REQUIREMENT: Print the material below verbatim, keeping every line unchanged.

SUPPLIED MATERIAL:
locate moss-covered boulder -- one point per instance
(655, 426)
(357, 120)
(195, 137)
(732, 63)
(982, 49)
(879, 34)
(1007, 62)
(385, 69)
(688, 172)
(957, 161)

EXPECTED OUTPUT:
locate moss-covered boulder -- one point per instance
(655, 426)
(357, 120)
(195, 137)
(732, 63)
(982, 49)
(879, 34)
(1007, 62)
(385, 69)
(688, 172)
(957, 161)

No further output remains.